Jobs –
a – In the forum thread, what enneagram type does Linus give for himself?
b – Please rewrite only the records between the line holding "Expected: one point per instance of the pyramidal" and the line holding "point(12, 102)", inclusive. Multiply each answer coordinate by 0.6 and round to whole numbers, halves up, but keep the requests and their sample points unchanged.

Source –
******

Even if I weren't so interested in living out a work of art through my actions, I would still find it difficult to find the styles that are aesthetically appealing to me. Most of what I enjoy is not necessarily what others enjoy. I've become used to being the exception or the minority, always the one nobody prepares for or caters to. So, if the stores don't have many long, flowing dresses in old-fashioned romantic styles, why should I be limited by someone else's lack of appreciation for the things I enjoy? I will make up for the lack actively rather than settling for a style that clashes with my personality.


I'm an INFP. Possibly a type 4, but I'm not sure.


----------



## SyndiCat (Oct 2, 2010)

I don't make my own clothes. And I don't think I know anyone who do. Or perhaps my cousin makes her own clothes. Unsure.


----------



## Nomenclature (Aug 9, 2009)

Yes, for many reasons.

Maybe because I can't find my size in something and have to either alter, rip-and-reconstruct, or make something from scratch.

Maybe it's a really cool article of clothing that I can't afford to buy with my meager high schooler budget.

Maybe it's just the fact that some of the smallest modifications like adding trim, redoing the neckline, or adding an applique make items look ten times more "polished".

My main ideal is to make something look good. A relatively negligible one is to make people rethink the idea of "cool".

I'm an INFJ.


----------



## Linus (Apr 27, 2010)

When I started the thread, I had just registered to Pcafe (I think) so I didn't know you could just press those buttons under the avatar to check.. You guys don't need to add your type anymore =P Though, thanks Snail for adding your enneagram.. I am 4w5, and I'd say it shows in my activities. Like I wrote, it has been a year since I made any clothes --Most of my time is spent actually studying the history of those clothes, I find it very fascinating.. I don't always end up making something, or well most of the times it is just something very small fit for a baby or doll. I also tend to get myself caught up in labour intensive things. I can't help myself sometimes =)

Thanks for the replies so far.


----------



## sonicdrink (Aug 11, 2010)

I honestly don't have time or patience for that. Especially the patience part.

On another note, my mom made a lot of her own clothes when she was younger, and I think after the 3rd kid she stopped that hobby. I tried to bring it up again, but she only made 1/2 of a dress and then hasn't gotten back to it for like 5 years...


----------

******

Recorded information –

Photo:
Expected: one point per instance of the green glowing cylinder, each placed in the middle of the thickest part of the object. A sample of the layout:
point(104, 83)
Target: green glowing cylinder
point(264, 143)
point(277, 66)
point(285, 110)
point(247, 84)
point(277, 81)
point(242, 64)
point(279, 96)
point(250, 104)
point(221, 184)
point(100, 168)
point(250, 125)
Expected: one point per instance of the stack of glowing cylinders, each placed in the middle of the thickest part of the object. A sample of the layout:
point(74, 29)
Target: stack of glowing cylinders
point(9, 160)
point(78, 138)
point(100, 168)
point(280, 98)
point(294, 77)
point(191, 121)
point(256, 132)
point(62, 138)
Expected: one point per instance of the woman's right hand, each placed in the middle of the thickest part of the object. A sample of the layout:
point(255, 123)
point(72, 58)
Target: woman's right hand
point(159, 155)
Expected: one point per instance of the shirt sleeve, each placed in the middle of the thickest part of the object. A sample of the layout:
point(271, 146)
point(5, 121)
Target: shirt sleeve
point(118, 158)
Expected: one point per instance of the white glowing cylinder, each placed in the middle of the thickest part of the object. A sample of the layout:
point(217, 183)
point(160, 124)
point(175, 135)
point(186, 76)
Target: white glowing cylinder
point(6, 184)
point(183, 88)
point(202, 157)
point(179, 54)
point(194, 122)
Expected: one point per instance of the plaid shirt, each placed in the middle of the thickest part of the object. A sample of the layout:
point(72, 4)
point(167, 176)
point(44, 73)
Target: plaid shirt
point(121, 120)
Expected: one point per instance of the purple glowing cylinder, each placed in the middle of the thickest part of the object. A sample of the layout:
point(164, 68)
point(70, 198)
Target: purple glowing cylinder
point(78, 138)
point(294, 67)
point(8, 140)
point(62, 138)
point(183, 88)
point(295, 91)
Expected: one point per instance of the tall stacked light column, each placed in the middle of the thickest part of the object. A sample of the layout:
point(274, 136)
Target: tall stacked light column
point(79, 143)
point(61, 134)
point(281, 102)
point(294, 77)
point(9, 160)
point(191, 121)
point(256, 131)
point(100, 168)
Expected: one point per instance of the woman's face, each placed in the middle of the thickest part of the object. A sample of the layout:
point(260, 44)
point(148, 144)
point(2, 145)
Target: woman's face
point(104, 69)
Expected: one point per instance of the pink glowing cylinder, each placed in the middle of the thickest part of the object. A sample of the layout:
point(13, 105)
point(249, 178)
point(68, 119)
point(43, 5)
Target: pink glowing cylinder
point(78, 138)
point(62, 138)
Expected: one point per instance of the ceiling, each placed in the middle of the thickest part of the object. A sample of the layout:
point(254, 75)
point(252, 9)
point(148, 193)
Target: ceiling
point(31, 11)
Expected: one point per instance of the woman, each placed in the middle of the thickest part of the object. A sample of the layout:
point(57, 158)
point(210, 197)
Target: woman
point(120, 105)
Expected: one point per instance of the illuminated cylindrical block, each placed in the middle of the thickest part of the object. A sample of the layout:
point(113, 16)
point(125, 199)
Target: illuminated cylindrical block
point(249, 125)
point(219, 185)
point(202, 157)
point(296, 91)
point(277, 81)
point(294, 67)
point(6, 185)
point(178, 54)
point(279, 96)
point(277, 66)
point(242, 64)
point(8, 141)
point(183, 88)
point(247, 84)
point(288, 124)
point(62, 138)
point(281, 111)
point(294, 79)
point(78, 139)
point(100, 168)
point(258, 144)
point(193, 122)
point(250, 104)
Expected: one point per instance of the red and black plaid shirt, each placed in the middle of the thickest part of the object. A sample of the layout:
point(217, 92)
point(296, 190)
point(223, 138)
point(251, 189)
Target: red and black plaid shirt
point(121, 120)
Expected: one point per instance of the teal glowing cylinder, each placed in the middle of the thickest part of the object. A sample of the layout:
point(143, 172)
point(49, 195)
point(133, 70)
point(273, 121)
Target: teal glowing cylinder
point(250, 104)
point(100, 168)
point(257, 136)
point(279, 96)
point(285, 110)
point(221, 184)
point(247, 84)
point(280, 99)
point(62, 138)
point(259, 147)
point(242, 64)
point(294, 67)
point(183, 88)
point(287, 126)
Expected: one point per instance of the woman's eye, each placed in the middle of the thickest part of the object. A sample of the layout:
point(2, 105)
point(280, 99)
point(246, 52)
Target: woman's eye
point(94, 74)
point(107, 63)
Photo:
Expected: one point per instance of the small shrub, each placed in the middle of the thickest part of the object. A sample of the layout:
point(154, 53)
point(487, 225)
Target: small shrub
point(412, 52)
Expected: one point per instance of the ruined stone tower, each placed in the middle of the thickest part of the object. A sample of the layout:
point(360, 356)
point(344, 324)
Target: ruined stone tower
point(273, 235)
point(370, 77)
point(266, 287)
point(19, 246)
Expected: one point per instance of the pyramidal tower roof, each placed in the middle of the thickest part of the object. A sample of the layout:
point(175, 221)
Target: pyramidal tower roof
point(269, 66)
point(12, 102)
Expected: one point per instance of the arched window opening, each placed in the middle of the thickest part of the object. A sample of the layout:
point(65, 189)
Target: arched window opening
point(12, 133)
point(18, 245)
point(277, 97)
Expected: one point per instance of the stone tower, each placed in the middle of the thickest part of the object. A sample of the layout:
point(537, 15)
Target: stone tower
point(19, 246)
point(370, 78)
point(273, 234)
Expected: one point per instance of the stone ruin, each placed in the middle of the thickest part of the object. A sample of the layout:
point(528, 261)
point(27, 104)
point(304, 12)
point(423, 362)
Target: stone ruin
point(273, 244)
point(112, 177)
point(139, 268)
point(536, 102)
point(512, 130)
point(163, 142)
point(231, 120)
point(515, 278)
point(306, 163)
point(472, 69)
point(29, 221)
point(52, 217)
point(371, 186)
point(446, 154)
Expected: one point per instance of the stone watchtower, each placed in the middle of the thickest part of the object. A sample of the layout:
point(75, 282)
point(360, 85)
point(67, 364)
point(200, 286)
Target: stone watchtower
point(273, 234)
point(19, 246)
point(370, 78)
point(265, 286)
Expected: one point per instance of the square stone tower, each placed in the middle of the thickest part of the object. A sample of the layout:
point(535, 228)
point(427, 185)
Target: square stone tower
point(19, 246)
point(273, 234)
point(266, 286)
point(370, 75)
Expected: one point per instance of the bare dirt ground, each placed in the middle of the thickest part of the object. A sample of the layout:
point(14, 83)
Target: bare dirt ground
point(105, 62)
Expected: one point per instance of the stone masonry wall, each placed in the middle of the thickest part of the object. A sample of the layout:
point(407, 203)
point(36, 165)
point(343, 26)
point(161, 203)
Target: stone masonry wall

******

The solutions –
a – 4w5

b –
Expected: one point per instance of the pyramidal tower roof, each placed in the middle of the thickest part of the object. A sample of the layout:
point(175, 221)
Target: pyramidal tower roof
point(161, 40)
point(7, 61)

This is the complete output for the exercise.